The request:
Render the part of the records that starts with the line containing "If you could put a point on the bridge" and continues through the end of the records as a numbered list, leaving out any blank lines.

┌─ Input material

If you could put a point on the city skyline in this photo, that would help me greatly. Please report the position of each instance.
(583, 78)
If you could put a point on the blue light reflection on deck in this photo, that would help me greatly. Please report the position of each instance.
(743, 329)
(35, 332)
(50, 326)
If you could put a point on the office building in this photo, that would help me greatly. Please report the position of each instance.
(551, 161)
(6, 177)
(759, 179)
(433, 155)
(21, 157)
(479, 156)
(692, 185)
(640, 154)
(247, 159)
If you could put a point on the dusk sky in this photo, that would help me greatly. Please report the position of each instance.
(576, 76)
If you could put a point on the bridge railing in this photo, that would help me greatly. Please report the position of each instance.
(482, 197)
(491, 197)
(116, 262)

└─

Exercise solution:
1. If you could put a point on the bridge railing in this photo, that would help me greatly. Please report the position of each instance.
2. (482, 197)
3. (491, 197)
4. (116, 262)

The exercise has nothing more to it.